**WHAT YOU ARE ASKED TO DO:** Could you return the lines below exactly, from the first line up to and including the line that holds "Put a point on the man"?

**SOURCE DATA:**

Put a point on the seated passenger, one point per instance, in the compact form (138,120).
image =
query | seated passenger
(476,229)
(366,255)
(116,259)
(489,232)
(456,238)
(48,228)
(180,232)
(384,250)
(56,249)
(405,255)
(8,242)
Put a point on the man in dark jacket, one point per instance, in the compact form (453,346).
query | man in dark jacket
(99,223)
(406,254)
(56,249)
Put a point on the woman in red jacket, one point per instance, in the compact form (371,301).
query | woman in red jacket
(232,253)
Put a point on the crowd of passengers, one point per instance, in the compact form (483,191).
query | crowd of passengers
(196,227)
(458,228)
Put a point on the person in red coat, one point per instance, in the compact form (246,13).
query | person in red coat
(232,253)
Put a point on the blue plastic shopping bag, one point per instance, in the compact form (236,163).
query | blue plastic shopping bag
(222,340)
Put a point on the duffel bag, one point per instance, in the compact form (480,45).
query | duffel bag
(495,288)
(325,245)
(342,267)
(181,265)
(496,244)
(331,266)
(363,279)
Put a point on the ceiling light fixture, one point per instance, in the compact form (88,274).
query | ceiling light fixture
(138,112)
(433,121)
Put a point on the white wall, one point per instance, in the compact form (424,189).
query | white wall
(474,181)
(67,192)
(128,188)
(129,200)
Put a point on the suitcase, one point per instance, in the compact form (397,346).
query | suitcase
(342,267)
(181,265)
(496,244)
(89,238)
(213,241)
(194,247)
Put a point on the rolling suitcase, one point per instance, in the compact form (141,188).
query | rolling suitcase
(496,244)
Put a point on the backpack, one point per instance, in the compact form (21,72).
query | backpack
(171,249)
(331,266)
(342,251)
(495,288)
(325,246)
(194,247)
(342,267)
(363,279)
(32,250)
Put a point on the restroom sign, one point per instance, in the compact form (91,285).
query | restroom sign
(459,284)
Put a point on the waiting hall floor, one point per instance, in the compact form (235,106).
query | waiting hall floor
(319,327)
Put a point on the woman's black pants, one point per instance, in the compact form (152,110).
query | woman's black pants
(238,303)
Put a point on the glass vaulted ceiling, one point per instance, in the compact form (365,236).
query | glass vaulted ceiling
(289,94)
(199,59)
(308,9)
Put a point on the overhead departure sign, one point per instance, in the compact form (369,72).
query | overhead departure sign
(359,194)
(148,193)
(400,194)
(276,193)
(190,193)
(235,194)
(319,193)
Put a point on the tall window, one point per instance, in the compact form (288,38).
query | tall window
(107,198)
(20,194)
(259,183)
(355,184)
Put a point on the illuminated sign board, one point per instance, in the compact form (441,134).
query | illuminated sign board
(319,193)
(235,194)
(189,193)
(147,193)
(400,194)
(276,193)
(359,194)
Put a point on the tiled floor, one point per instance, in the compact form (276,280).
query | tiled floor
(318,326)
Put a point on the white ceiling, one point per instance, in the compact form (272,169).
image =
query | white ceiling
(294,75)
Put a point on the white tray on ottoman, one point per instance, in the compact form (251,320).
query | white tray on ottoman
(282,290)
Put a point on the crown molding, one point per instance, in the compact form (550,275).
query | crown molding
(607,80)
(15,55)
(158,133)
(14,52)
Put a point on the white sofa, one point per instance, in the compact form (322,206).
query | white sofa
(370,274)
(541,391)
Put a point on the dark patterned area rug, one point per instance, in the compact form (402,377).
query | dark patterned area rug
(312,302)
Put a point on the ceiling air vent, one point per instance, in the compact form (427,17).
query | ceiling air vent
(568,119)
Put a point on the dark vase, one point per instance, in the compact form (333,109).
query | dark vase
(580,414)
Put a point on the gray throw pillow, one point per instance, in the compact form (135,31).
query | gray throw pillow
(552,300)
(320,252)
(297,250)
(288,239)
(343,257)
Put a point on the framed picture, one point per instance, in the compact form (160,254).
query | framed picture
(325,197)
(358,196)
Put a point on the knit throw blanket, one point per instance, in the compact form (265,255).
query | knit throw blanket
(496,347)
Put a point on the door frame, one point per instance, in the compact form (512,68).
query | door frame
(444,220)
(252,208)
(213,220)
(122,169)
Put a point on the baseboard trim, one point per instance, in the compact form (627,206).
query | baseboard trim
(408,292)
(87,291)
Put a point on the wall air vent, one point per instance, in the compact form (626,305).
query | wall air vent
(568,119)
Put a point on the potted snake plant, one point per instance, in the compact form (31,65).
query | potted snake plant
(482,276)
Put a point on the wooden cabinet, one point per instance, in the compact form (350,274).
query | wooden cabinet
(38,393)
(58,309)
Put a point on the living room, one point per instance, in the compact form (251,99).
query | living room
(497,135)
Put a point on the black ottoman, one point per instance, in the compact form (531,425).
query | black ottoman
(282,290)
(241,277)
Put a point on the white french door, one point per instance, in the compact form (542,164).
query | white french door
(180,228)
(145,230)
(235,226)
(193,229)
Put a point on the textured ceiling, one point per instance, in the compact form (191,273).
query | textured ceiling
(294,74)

**RESPONSE TO THIS EXERCISE:**
Put a point on the seated passenger, one point per instance, in the compact form (138,120).
image =
query | seated passenger
(476,229)
(366,255)
(116,259)
(489,232)
(456,238)
(48,228)
(180,232)
(384,250)
(56,249)
(405,255)
(8,242)
Put a point on the man in dark jacket, one point per instance, in the compact form (453,346).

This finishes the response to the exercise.